§ **Given records**:
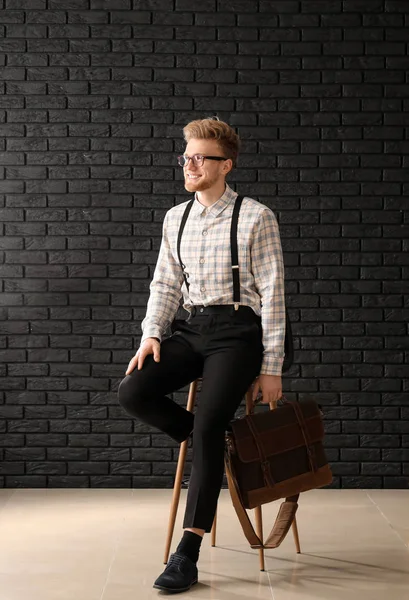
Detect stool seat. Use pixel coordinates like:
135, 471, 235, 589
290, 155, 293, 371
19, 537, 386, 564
163, 377, 301, 571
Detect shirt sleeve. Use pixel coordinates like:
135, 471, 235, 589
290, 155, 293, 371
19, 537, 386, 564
141, 212, 183, 343
251, 208, 285, 375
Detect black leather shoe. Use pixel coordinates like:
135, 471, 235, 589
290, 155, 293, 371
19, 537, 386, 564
153, 552, 198, 594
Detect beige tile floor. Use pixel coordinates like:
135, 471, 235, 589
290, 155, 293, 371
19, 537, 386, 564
0, 489, 409, 600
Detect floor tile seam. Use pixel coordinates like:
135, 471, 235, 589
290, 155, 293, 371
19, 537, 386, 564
366, 492, 409, 550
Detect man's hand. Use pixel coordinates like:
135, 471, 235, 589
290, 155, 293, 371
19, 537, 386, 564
252, 375, 283, 404
125, 338, 160, 375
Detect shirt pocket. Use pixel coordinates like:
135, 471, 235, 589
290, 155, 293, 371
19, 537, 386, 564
210, 240, 250, 285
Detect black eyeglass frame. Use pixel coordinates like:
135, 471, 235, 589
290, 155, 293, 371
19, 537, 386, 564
178, 154, 229, 167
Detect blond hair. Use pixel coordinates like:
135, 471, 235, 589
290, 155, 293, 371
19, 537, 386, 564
183, 117, 240, 167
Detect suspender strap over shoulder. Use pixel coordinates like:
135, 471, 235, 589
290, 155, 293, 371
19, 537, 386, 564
177, 196, 243, 302
177, 200, 194, 291
230, 196, 243, 310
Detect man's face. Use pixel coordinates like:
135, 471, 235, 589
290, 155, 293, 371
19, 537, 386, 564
183, 140, 232, 192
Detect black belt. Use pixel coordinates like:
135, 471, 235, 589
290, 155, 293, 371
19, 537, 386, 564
189, 304, 257, 318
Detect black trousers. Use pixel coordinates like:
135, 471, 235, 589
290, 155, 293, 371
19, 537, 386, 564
118, 306, 263, 532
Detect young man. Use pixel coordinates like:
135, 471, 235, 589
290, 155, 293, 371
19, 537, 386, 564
118, 118, 285, 592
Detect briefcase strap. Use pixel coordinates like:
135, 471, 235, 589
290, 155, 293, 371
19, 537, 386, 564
225, 452, 299, 548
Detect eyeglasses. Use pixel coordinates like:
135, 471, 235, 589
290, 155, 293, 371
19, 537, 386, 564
178, 154, 228, 167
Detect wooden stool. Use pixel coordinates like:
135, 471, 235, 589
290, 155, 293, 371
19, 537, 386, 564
163, 379, 301, 571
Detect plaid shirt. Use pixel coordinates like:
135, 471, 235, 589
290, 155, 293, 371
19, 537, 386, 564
141, 185, 285, 375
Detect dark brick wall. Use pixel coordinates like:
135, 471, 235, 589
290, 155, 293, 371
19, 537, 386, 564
0, 0, 409, 488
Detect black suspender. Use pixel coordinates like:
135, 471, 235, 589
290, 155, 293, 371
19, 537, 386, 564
177, 196, 294, 373
177, 196, 243, 310
230, 196, 243, 310
177, 200, 194, 292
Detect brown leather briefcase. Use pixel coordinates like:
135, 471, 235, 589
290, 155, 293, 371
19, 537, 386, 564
225, 398, 332, 548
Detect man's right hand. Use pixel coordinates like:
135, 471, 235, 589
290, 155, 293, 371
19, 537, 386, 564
125, 338, 160, 375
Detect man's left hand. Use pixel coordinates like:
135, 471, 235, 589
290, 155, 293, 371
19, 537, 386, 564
252, 375, 283, 404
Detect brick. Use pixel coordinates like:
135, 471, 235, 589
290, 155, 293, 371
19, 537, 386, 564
0, 0, 409, 488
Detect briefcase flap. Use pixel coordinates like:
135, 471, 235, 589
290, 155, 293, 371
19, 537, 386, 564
231, 400, 324, 463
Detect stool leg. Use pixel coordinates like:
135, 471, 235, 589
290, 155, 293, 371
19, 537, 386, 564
163, 380, 197, 565
254, 506, 265, 571
291, 517, 301, 554
211, 509, 217, 548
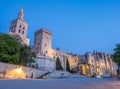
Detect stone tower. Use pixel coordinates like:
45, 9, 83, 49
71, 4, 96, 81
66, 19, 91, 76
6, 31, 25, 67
9, 8, 29, 46
34, 28, 52, 57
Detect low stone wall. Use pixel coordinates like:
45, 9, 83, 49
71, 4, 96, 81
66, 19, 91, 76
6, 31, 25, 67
0, 62, 47, 79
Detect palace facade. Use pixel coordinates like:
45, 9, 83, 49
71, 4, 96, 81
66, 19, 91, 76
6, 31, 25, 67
9, 9, 116, 76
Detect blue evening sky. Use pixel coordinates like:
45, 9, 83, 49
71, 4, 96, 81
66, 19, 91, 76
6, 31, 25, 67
0, 0, 120, 54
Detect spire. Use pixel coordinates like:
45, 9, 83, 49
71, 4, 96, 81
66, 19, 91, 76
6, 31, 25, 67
18, 8, 24, 20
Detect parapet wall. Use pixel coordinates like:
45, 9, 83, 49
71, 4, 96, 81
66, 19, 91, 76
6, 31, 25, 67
0, 62, 47, 79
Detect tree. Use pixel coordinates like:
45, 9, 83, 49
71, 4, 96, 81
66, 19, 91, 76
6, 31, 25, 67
113, 44, 120, 73
0, 34, 20, 64
0, 34, 35, 66
66, 59, 70, 72
56, 58, 63, 70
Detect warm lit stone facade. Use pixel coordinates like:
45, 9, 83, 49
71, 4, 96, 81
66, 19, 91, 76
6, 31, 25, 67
9, 9, 29, 46
33, 28, 116, 76
80, 52, 116, 76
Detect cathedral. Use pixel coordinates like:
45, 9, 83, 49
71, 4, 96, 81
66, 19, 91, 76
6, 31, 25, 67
9, 8, 116, 76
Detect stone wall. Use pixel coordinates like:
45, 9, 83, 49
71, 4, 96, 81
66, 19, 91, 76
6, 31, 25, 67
0, 62, 47, 79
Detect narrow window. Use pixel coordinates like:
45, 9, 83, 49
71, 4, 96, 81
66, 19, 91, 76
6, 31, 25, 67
23, 26, 25, 30
22, 31, 24, 34
19, 29, 21, 33
45, 44, 47, 47
20, 25, 21, 28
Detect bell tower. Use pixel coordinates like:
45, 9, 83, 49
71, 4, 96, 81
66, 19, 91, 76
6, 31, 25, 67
34, 28, 52, 57
9, 8, 29, 45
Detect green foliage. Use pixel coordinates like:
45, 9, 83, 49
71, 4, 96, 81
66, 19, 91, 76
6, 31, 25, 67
56, 58, 63, 70
0, 34, 20, 64
0, 34, 35, 66
66, 59, 70, 72
113, 44, 120, 67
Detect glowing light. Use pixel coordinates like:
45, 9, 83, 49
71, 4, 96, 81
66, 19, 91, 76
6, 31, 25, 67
5, 67, 26, 79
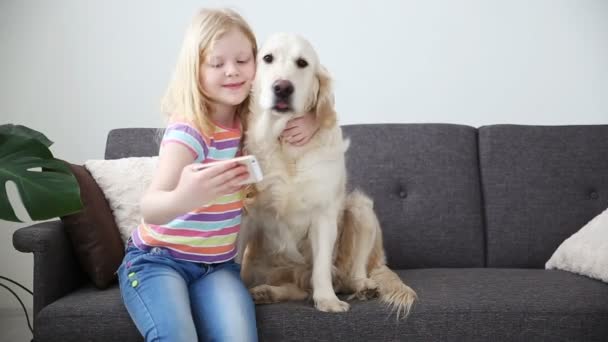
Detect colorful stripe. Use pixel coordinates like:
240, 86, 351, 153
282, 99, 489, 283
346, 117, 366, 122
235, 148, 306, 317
132, 122, 243, 263
144, 224, 241, 238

§ **Task requirements**: Return all of the data above verbatim, line for line from beginning to end, but omit the pictures.

§ **Expected answer**:
Detect stool seat. Use pixel coordinates like:
135, 471, 235, 589
290, 155, 293, 371
19, 537, 386, 564
163, 377, 301, 571
Detect shirt sleeve. Use pixel coordinates like:
135, 471, 235, 589
290, 155, 293, 371
19, 537, 386, 564
141, 212, 183, 343
251, 208, 285, 375
Detect black leather shoe. Use pixel coordinates like:
135, 471, 235, 589
290, 155, 293, 371
19, 537, 386, 564
153, 552, 198, 594
Detect beige tile floor. Use pixel coordinates like:
135, 471, 235, 589
290, 155, 293, 371
19, 537, 386, 564
0, 489, 409, 600
Detect floor tile seam. Use pixel coordinates like:
135, 471, 235, 589
290, 155, 293, 371
19, 537, 386, 564
366, 492, 409, 550
Detect man's hand. Use pixel coordinates like:
135, 471, 235, 589
290, 155, 293, 371
19, 537, 386, 564
252, 375, 283, 404
125, 338, 160, 375
Detect shirt pocket. Use pixel coordinates like:
135, 471, 235, 589
290, 155, 293, 371
19, 537, 386, 564
210, 240, 250, 285
Detect black eyeglass frame. Use pixel coordinates like:
135, 471, 235, 589
290, 155, 293, 371
19, 537, 386, 564
178, 154, 229, 167
Detect blond hair. Use pixel coordinates like:
135, 471, 235, 589
290, 155, 293, 371
19, 537, 386, 564
183, 117, 240, 167
Detect suspender strap over shoulder. Use pixel coordinates like:
135, 471, 235, 589
290, 155, 293, 371
19, 537, 386, 564
177, 196, 243, 302
177, 200, 194, 291
230, 196, 243, 310
Detect man's face. Use pixel coordinates like:
135, 471, 235, 589
290, 155, 293, 371
19, 537, 386, 564
183, 140, 232, 192
Detect black belt. Use pixel coordinates like:
135, 471, 235, 589
290, 155, 293, 371
19, 537, 386, 564
189, 304, 257, 318
Detect black trousers. Use pixel coordinates like:
135, 471, 235, 589
290, 155, 293, 371
19, 537, 386, 564
118, 306, 263, 532
Detect young man. Use pixel coordinates like:
135, 471, 235, 589
290, 155, 293, 371
19, 537, 386, 564
118, 118, 285, 592
Detect briefcase strap. Use pixel coordinates like:
135, 471, 235, 589
290, 155, 293, 371
19, 537, 386, 564
225, 452, 299, 548
Detect eyeglasses. Use pixel coordinates like:
135, 471, 235, 589
290, 155, 293, 371
19, 537, 386, 564
178, 154, 228, 167
Detect wooden stool. Use pixel coordinates like:
135, 471, 235, 589
290, 155, 293, 371
19, 537, 386, 564
163, 379, 301, 571
Detect plaid shirt. Use pixel coordinates like:
135, 471, 235, 589
290, 155, 293, 371
19, 537, 386, 564
141, 185, 285, 375
Detect dark brick wall. Use pixel coordinates like:
135, 471, 235, 589
290, 155, 293, 371
19, 537, 386, 564
0, 0, 409, 488
Detect black suspender. Use pixel coordinates like:
135, 471, 235, 589
290, 155, 293, 371
19, 537, 386, 564
177, 196, 294, 373
177, 196, 243, 310
230, 196, 243, 310
177, 200, 194, 292
Detect brown leather briefcase. Use pixel coordinates like:
135, 471, 235, 589
290, 155, 293, 371
19, 537, 386, 564
225, 398, 332, 548
Detect man's right hand. Use pixel coordinates like:
135, 471, 235, 589
290, 155, 293, 371
19, 537, 386, 564
125, 338, 160, 375
Detect man's left hand. Use pixel coordinates like:
135, 471, 235, 589
290, 155, 293, 371
19, 537, 386, 564
252, 375, 283, 404
Detect brick. Use pixel coordinates like:
135, 471, 235, 589
290, 155, 293, 371
19, 537, 386, 564
0, 0, 409, 488
Detect briefcase flap. Use pixel coordinates like:
135, 471, 235, 589
290, 155, 293, 371
19, 537, 386, 564
231, 400, 324, 463
Detect stool leg. Use pixel coordinates like:
135, 471, 235, 589
290, 155, 293, 371
19, 537, 386, 564
163, 380, 197, 565
254, 506, 265, 571
291, 517, 301, 554
211, 509, 217, 548
Detect stone tower. Use pixel coordinates like:
45, 9, 83, 49
71, 4, 96, 81
66, 19, 91, 76
6, 31, 25, 67
9, 8, 29, 46
34, 28, 52, 57
Detect low stone wall. Use pixel coordinates like:
45, 9, 83, 49
71, 4, 96, 81
66, 19, 91, 76
6, 31, 25, 67
0, 62, 47, 79
Detect palace facade. Use pixel coordinates like:
45, 9, 83, 49
71, 4, 96, 81
66, 19, 91, 76
6, 31, 25, 67
9, 9, 116, 76
Detect blue evening sky. Use pixel coordinates like:
45, 9, 83, 49
71, 4, 96, 81
66, 19, 91, 76
6, 31, 25, 67
0, 0, 120, 54
Detect spire. Use pixel coordinates like:
45, 9, 83, 49
71, 4, 96, 81
66, 19, 91, 76
6, 31, 25, 67
18, 8, 24, 20
Detect parapet wall. Use pixel coordinates like:
45, 9, 83, 49
71, 4, 96, 81
66, 19, 91, 76
6, 31, 25, 67
0, 62, 47, 79
Detect tree. Use pixel coordinates like:
45, 9, 83, 49
71, 4, 96, 81
66, 19, 91, 76
6, 31, 25, 67
113, 44, 120, 73
0, 34, 20, 64
0, 34, 35, 66
66, 59, 70, 72
56, 58, 63, 70
Detect warm lit stone facade. Use pixel coordinates like:
45, 9, 83, 49
71, 4, 96, 81
66, 19, 91, 76
6, 31, 25, 67
9, 9, 29, 46
33, 28, 116, 76
80, 52, 116, 76
Detect cathedral. Use pixel coordinates like:
45, 9, 83, 49
71, 4, 96, 81
66, 19, 91, 76
6, 31, 25, 67
9, 8, 116, 76
Detect stone wall. Use pixel coordinates like:
45, 9, 83, 49
71, 4, 96, 81
66, 19, 91, 76
6, 31, 25, 67
0, 62, 47, 79
Detect narrow window. Use pixel coordinates like:
45, 9, 83, 49
71, 4, 96, 81
66, 19, 91, 76
6, 31, 25, 67
23, 26, 25, 30
22, 31, 24, 34
19, 29, 21, 33
45, 44, 47, 47
20, 25, 21, 28
Detect bell tower. Use pixel coordinates like:
45, 9, 83, 49
71, 4, 96, 81
66, 19, 91, 76
6, 31, 25, 67
34, 28, 52, 57
9, 8, 29, 45
Detect green foliage. Use pixel coordinates like:
45, 9, 83, 49
71, 4, 96, 81
66, 19, 91, 76
6, 31, 25, 67
56, 58, 63, 70
0, 34, 20, 64
0, 34, 35, 66
66, 59, 70, 72
113, 44, 120, 67
Detect glowing light. Use pixel coordinates like:
45, 9, 83, 49
71, 4, 96, 81
66, 19, 91, 76
6, 31, 25, 67
5, 67, 26, 79
Detect colorful stripe. Use pixel coordinates like:
240, 86, 351, 153
282, 99, 489, 283
346, 117, 366, 122
235, 148, 306, 317
132, 122, 243, 263
144, 224, 241, 238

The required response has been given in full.